_Task objective_
According to the page excerpt about the Duke Medicine Cancer Summit, how many new patients does the Duke team treat per year?

_Page excerpt_
────────────────────
There are more than 12 million Americans alive today that have faced a diagnosis of cancer. Some of them have just been diagnosed, or are going through treatment, while others no longer have active symptoms of cancer or are thought to be cured.
According to the National Cancer Institute, the rate of cancer incidence and death for men and women in the U.S. has declined over time.
Despite that progress, cancer is projected to soon be become the leading cause of death worldwide. This means that nearly one out of every two American men and more than one out of every three American women will have cancer at some point during their lifetime. We all know friends and family member who have been affected by this disease.
In April, WRAL-TV Health Team correspondent Dr. Allen Mask was one of the keynote speakers at the Duke Medicine Cancer Summit 2010.
Duke Medical Center, a National Cancer Institute “comprehensive cancer center," combines cutting-edge research with compassionate care. The team of nationally recognized physicians and staff treat more than 7,000 new patients per year, which gives them the extensive experience that yields some outstanding results.
Duke's cancer center is ranked as one of the top 10 cancer hospitals in the country according to U.S. News & World Report’s “America’s Best Hospitals" survey.
Mask said the summit was an impressive gathering of some of the top clinicians, researchers, social scientists and survivors who engaged in some enlightening workshops. The goal was to inform and inspire each other “to move forward as partners in their quest towards a future devoid of this disease.”
────────────────────
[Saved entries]
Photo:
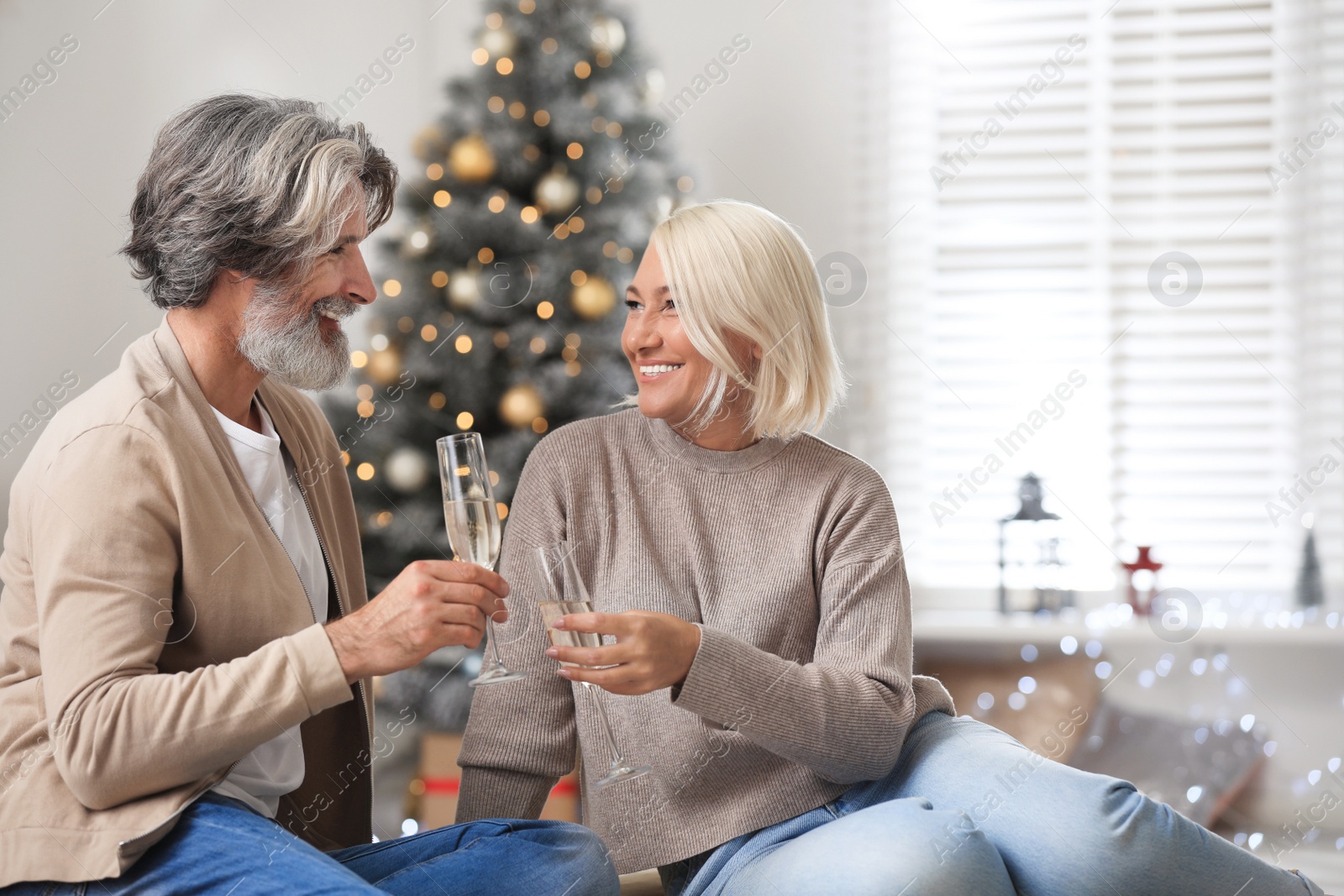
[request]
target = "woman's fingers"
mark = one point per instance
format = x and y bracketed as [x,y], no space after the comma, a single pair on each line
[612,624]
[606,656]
────────────────────
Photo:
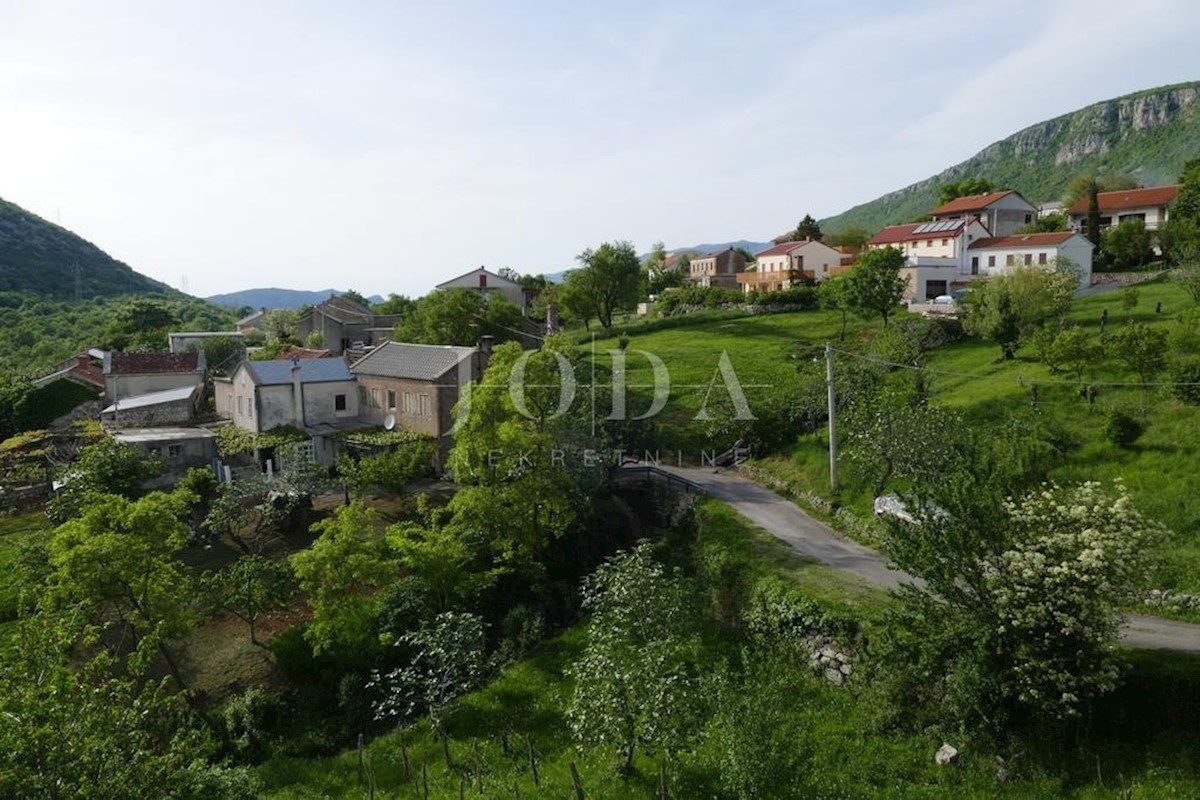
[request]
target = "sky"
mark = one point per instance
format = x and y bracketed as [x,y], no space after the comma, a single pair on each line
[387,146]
────────────────────
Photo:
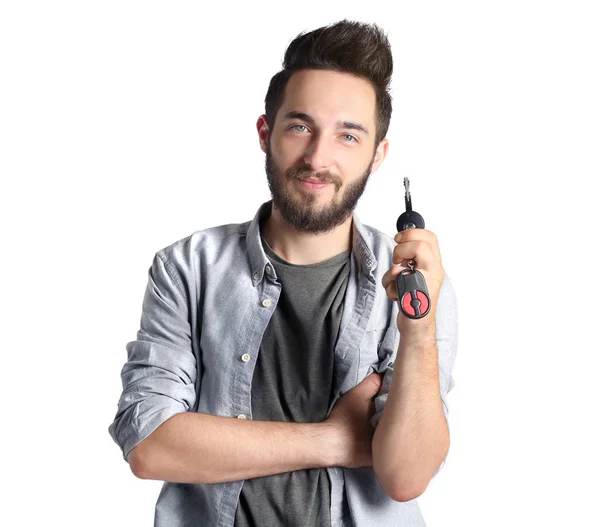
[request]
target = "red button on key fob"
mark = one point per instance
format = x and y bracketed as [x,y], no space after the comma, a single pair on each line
────────────────────
_Task result_
More than 7,000 new patients per year.